=== Task statement ===
Output the material below in its entirety, exactly as given.

################

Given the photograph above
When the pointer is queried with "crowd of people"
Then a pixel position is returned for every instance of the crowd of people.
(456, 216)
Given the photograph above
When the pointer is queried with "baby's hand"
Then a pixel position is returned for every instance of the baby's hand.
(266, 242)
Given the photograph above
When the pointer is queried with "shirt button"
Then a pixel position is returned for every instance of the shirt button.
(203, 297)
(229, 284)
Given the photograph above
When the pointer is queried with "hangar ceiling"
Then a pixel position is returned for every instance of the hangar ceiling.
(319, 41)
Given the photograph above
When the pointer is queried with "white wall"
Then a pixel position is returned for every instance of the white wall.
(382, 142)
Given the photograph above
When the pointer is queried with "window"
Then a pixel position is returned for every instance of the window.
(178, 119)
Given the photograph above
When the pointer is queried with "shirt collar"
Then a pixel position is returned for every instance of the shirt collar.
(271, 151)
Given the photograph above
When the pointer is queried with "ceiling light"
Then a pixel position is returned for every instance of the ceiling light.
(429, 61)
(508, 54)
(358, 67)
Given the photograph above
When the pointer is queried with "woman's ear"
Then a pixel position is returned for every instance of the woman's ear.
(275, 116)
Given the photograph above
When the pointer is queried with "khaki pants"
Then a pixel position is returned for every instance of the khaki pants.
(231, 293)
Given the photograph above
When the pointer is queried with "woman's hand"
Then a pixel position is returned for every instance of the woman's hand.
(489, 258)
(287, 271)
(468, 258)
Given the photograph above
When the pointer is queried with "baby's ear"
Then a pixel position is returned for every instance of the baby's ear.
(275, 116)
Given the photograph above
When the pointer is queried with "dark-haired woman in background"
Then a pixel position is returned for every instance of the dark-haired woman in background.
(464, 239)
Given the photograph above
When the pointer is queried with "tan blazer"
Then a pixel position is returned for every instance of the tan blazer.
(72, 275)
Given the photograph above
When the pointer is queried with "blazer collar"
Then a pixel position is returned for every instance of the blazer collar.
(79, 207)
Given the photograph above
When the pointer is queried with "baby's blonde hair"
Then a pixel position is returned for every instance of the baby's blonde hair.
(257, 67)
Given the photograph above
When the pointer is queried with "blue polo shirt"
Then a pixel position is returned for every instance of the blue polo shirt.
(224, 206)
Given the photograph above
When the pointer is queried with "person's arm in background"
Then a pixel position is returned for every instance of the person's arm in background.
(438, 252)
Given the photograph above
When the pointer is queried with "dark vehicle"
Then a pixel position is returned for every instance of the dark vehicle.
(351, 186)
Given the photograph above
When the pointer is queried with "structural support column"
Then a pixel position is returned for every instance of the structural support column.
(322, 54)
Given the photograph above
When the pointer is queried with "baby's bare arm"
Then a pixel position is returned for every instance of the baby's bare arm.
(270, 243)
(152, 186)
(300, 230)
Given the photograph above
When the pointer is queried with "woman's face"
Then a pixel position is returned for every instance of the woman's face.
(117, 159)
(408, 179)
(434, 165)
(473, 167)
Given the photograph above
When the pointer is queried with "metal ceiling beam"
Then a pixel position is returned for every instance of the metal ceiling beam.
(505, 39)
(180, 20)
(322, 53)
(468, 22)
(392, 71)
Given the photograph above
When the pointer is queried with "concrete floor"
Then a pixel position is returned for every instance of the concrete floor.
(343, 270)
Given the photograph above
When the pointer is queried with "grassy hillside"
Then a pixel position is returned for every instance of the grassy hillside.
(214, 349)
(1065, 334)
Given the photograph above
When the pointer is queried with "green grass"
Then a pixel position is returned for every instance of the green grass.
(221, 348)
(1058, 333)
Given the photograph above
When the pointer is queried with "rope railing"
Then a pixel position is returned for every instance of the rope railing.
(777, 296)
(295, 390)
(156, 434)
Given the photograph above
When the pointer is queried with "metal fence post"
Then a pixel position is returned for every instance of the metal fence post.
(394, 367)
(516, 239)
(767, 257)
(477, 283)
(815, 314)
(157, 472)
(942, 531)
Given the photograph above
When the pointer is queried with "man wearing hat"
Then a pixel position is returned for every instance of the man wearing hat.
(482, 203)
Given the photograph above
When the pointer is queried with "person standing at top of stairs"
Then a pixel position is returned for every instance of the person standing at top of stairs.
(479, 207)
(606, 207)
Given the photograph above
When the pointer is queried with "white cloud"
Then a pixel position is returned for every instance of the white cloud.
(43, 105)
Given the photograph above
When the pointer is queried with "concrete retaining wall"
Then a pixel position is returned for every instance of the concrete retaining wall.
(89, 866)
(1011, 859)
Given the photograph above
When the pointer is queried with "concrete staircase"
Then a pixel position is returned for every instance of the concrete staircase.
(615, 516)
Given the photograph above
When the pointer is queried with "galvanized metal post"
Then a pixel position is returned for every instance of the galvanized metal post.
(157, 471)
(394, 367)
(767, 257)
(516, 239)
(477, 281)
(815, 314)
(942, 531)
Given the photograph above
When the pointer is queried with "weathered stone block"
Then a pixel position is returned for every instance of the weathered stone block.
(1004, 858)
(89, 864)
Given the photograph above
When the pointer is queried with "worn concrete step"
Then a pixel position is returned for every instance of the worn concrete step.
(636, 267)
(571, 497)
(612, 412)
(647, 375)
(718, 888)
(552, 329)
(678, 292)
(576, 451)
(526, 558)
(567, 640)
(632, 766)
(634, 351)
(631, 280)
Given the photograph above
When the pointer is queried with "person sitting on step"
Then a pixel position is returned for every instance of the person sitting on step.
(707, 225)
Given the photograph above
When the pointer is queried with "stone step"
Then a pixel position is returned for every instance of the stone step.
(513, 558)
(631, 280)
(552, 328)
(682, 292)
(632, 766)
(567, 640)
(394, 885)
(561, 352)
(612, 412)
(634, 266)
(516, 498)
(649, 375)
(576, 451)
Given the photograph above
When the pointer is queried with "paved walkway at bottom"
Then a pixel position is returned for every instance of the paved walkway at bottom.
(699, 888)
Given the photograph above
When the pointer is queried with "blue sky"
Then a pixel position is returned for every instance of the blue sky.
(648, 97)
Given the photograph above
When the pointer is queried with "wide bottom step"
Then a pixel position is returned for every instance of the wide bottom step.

################

=== Solution ===
Given the photograph above
When the pointer is queried with "crowd of people"
Then a pixel position is returned for every instance of the crowd of people.
(456, 216)
Given the photograph above
When the pointer is queried with "baby's hand"
Then a pixel position is returned for every instance of the baby's hand.
(266, 242)
Given the photograph above
When the pointer is queried with "shirt button"
Then a pixel position is returned for every instance of the shirt button.
(203, 297)
(229, 284)
Given the photograph above
When the pointer is queried with "hangar ceiling"
Then a pixel position is returned for every instance of the hangar ceiling.
(319, 41)
Given the photograph above
When the pointer is queried with "white wall"
Then a pixel position is returned for every instance of the white wall.
(382, 142)
Given the photograph above
When the pointer is queried with "window"
Then a pixel position is returned for every instance of the window.
(178, 119)
Given the photograph above
When the pointer is queried with "shirt collar"
Then a pixel position is returned for every instance of the shirt collar.
(271, 151)
Given the photograph above
When the pointer is queried with "ceiling light"
Then a pixel position is returned for every instance of the ceiling light.
(429, 61)
(508, 54)
(358, 67)
Given the photograph above
When the pointer is queried with "woman's ear"
Then a pixel position is returned for every instance of the woman's ear.
(275, 116)
Given the photograph above
When the pointer is queried with "khaki pants"
Then a pixel position is returned for every instance of the khaki pants.
(231, 293)
Given the photograph above
When the pointer is queried with "woman's hand"
Then a pixel position is returned for every instance of the woman's hand.
(489, 258)
(287, 271)
(468, 258)
Given the photograph above
When the pointer is queried with "baby's ear"
Then a pixel position is returned for every instance of the baby's ear.
(275, 116)
Given the photograph above
When the pointer is queried with "dark-haired woman in background"
Then a pixel position is returned for every instance of the dark-haired woman in background.
(464, 239)
Given the photograph above
When the pointer is queried with "tan blazer"
Then a pixel position is returned for every instance of the tan blazer.
(72, 275)
Given the photograph above
When the pointer is queried with "blazer collar"
Then a pixel position is returned for every instance of the blazer collar.
(79, 207)
Given the photograph above
When the pointer is queried with "baby's blonde hair"
Then a pixel position is returned for every instance of the baby's blonde hair.
(257, 67)
Given the photograph above
When the pointer is queried with "blue polo shirt"
Then a pixel position is returned for every instance of the blue polo shirt.
(224, 206)
Given the photograph above
When the pointer is queried with "person's arm in background"
Then a pixel position is returned for every instance of the person's arm in background.
(438, 252)
Given the photograph above
When the pointer is queried with "dark vehicle"
Then a pixel position is returned for every instance of the dark vehicle.
(351, 186)
Given the photograph above
When the pointer is queried with "structural support column"
Then a pixel position is returned for every instance of the structural support column.
(322, 54)
Given the photograph above
When the pointer is queried with "baby's bare arm"
Then a pixel position is returned for every instance of the baby's bare arm.
(270, 243)
(152, 186)
(300, 230)
Given the photograph above
When the pointer is queried with "woman's face"
Then a pixel position is returned for every instance of the woman's face.
(117, 159)
(408, 179)
(434, 165)
(473, 167)
Given the photograph above
When the pointer is queried with "metal ceiling beam"
Then a pixel position is returned for every instance of the metal ceiling beam.
(505, 39)
(180, 20)
(322, 53)
(468, 22)
(392, 71)
Given the photograph above
When the pointer is queried with "concrete floor"
Then a pixel position is returned for every instance of the concrete floor.
(343, 270)
Given the photograph above
When the pointer is queried with "grassy hillside"
Then a pixel position is returned for every instance of the grassy hillside.
(214, 349)
(1065, 334)
Given the photograph above
When the pointer is queried with "green grass"
Then a pixel position is returned for every instance of the green grass.
(221, 348)
(1058, 333)
Given the photograph above
When the pointer is queried with "rope railing"
Then a pixel position is returned for every instance of the rope railing.
(777, 296)
(295, 390)
(156, 434)
Given the photograph above
When the pointer is queried with "metal fence post"
Then a pixel position is returned for every instance of the metal fence post.
(394, 367)
(516, 239)
(767, 257)
(477, 283)
(815, 314)
(157, 472)
(942, 531)
Given the photograph above
When the pointer is queried with "man wearing hat"
Then a pixel position is returned for every instance of the man wearing hat.
(482, 203)
Given the photograph above
When the pointer is queried with "person standing at top of stairs"
Then a pixel position is returned for every instance of the person standing at top of stairs.
(479, 207)
(606, 207)
Given the photograph above
When the pointer is queried with "white cloud"
Then a pixel position is returned for every instance of the white cloud.
(43, 105)
Given the photograph above
When the pointer is queried with "concrete retaining wall"
Then a pixel position is returned for every instance of the concrete retaining wall.
(89, 866)
(1011, 859)
Given the photograph above
When the pointer is queried with "concrete staircase"
Then a pixel position is returned for every instance of the concrete staircase.
(615, 516)
Given the photograph above
When the pointer is queried with "galvanized metal post"
Then a pixel position is returned for every instance of the galvanized metal post.
(157, 471)
(394, 367)
(767, 257)
(516, 239)
(477, 281)
(815, 314)
(942, 531)
Given the photograph above
When the pointer is queried with "weathered stone block"
Then a pixel position is returned for every instance of the weathered stone block.
(1004, 858)
(89, 864)
Given the photograph above
When the pointer is queried with "worn concrete step"
Then a pixel position is returned for every instance of the worn concrete step.
(636, 267)
(571, 497)
(612, 412)
(647, 375)
(718, 888)
(552, 329)
(678, 292)
(576, 451)
(526, 558)
(567, 640)
(632, 766)
(634, 351)
(631, 280)
Given the photograph above
When the pointer is queried with "person sitting on step"
Then a pixel position is returned for every instance of the person sitting on step.
(707, 225)
Given the photograph above
When the pointer is queried with "stone step"
Then a pixel position is returned for every instance of the stone step.
(513, 558)
(631, 280)
(552, 328)
(682, 292)
(632, 766)
(567, 640)
(394, 885)
(561, 352)
(612, 412)
(634, 266)
(516, 498)
(649, 375)
(576, 451)
Given the photograph above
When the pointer is queried with "paved walkway at bottom"
Then a pixel position is returned for every instance of the paved walkway at bottom.
(699, 888)
Given the photograph above
When the pointer is queried with "blue sky"
Then a pixel position is returned for every instance of the blue sky.
(648, 97)
Given the photograph above
When the pointer is queried with "wide bottom step"
Then a pixel position is returned for every instance of the wide bottom step.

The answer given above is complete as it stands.